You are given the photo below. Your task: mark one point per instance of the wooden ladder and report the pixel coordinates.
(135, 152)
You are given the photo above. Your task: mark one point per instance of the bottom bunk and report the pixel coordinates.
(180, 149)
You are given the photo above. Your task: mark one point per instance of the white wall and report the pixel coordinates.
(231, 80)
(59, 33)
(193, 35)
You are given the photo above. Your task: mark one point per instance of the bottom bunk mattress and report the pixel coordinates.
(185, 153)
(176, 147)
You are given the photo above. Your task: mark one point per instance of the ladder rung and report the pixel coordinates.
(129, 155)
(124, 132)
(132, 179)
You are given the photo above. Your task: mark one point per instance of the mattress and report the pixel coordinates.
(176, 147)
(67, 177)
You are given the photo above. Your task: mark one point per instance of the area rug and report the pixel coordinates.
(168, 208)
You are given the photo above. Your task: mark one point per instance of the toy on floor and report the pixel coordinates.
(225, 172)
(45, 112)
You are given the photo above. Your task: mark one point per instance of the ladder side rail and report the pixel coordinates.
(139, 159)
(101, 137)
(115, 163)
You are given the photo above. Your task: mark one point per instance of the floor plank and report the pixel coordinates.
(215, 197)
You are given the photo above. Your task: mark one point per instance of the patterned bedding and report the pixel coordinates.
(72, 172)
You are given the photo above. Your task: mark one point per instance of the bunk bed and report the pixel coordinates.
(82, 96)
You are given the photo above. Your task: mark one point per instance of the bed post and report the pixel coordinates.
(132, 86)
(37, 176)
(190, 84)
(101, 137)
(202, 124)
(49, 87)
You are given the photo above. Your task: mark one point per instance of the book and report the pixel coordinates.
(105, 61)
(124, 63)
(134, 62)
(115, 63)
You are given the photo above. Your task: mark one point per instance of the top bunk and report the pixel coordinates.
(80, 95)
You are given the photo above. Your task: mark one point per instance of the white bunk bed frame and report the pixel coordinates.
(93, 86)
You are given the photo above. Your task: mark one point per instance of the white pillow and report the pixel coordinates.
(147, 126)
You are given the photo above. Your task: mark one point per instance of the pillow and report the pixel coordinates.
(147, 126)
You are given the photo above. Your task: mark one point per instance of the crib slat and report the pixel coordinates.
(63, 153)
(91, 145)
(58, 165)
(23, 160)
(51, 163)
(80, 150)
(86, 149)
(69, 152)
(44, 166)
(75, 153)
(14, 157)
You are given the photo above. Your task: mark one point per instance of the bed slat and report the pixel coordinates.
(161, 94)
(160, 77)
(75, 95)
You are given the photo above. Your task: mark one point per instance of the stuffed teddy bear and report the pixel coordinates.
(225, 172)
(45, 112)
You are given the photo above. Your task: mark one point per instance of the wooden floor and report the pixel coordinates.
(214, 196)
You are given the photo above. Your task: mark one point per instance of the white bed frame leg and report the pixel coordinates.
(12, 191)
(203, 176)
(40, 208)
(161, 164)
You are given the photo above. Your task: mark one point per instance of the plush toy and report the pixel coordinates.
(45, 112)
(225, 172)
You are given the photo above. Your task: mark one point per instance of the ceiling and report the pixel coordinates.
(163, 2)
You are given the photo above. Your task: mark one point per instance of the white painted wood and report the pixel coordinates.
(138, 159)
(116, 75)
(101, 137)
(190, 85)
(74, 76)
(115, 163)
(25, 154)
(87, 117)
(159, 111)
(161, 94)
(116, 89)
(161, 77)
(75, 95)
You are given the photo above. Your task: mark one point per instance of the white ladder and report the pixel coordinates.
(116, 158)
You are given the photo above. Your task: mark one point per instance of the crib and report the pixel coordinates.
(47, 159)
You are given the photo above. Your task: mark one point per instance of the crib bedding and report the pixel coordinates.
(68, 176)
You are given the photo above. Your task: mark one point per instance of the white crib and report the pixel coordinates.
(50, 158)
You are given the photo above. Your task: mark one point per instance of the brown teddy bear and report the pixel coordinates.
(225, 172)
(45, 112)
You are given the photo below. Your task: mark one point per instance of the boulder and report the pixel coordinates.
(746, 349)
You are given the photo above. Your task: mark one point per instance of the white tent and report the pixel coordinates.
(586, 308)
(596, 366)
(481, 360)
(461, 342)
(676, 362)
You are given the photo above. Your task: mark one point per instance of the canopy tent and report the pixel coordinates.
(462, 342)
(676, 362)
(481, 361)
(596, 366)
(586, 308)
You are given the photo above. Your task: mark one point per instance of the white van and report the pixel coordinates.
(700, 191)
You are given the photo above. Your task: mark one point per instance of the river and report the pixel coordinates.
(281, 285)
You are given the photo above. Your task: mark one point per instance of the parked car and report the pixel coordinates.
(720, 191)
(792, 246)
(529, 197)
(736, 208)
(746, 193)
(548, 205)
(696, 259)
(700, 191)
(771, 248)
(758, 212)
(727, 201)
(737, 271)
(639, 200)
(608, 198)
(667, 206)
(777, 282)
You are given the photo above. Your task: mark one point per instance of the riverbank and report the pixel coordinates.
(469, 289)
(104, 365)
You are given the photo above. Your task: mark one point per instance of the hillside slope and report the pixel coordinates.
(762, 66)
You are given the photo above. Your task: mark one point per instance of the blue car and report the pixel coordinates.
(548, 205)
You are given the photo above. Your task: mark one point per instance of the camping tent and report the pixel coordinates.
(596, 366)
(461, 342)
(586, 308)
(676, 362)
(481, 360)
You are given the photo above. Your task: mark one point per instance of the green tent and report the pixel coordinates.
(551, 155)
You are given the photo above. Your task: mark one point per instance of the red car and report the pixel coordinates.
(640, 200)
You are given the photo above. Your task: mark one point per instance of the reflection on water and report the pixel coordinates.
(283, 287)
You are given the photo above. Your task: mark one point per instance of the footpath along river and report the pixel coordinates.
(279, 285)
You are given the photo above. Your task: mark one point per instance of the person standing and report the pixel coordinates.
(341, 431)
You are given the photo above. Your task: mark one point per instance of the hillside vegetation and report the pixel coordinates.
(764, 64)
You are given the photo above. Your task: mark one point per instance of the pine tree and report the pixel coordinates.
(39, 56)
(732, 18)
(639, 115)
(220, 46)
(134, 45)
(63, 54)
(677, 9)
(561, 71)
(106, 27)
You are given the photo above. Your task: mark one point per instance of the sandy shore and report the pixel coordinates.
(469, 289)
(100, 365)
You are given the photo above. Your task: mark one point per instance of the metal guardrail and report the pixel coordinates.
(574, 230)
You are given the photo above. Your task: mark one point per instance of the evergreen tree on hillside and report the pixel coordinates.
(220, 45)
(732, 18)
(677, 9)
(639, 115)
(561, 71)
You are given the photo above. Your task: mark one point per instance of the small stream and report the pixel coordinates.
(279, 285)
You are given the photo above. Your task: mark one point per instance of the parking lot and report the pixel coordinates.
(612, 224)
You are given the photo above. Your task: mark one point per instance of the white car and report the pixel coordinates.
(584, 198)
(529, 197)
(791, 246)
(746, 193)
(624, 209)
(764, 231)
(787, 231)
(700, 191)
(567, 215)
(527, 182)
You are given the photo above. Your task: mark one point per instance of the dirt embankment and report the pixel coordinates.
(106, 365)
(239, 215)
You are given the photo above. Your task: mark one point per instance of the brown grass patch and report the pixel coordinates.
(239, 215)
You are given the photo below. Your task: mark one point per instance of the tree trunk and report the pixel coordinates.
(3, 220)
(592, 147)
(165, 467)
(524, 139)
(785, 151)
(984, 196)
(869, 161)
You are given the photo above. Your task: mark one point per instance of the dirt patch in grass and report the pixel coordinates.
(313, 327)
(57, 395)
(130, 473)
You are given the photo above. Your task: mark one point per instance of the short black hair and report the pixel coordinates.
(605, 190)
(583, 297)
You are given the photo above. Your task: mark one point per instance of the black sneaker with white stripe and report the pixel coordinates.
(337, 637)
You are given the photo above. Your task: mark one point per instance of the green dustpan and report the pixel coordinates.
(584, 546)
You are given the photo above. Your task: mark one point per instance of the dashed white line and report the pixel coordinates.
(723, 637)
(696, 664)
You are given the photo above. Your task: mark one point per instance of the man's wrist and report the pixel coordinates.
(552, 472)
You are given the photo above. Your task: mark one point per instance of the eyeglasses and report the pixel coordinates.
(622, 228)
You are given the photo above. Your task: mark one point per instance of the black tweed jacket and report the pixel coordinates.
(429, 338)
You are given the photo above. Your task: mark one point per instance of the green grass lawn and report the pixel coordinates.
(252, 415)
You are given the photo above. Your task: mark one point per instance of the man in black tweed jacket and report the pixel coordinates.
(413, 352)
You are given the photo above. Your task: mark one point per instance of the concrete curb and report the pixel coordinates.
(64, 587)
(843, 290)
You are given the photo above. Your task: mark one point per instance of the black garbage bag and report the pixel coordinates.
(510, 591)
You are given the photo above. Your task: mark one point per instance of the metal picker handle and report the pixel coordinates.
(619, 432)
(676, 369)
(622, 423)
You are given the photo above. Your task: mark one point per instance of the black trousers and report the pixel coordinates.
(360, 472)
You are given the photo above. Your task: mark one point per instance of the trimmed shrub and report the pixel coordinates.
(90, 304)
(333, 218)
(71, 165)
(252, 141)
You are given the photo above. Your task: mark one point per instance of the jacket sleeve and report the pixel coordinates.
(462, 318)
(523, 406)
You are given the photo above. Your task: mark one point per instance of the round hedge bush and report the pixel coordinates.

☆ ☆ ☆

## Problem
Transcribe exactly the line containing "wrist and report the pixel coordinates." and all remaining lines of the material, ending with the last one.

## Reply
You are given the photo above. Your task: mark one point per instance of the man's wrist and report the pixel coordinates.
(552, 472)
You are given the photo above. Your task: mark one point per instance of the eyeglasses and report the pixel coordinates.
(622, 228)
You are given the photo above. Your task: mark one point per instance of the black tweed jacket and report the pixel coordinates.
(429, 338)
You are given the photo above. Your task: mark one point per instance of the green grass lawn and report the pixel coordinates.
(252, 415)
You are given the photo above. Your task: mark one point per instance of the man in black tweed jacket and report the pixel coordinates.
(413, 352)
You are given the photo above. Your task: mark one point per instance of the concrete curb and report the pixel coordinates.
(64, 587)
(843, 290)
You are given the photo above. Your task: mark one point per instance of the black garbage bag and report the pixel coordinates.
(510, 591)
You are given the photo above. Your task: mark one point per instance of the metal picker handle and report the pixel coordinates.
(619, 432)
(676, 369)
(622, 423)
You are given the photo above. Your task: mark one point per instance of the black trousers and report the pixel coordinates.
(360, 472)
You are given the photo above. Your task: mark one point per instance of the trimmed shrub and report the pixel coordinates.
(90, 304)
(333, 218)
(71, 165)
(252, 141)
You are given the photo above. Your task: mark one point per instance of the jacket sleeve and report the pixel coordinates.
(462, 318)
(523, 406)
You are given the photo above. Your task: mark one point per instance of the round hedge bush and report the pixel coordinates.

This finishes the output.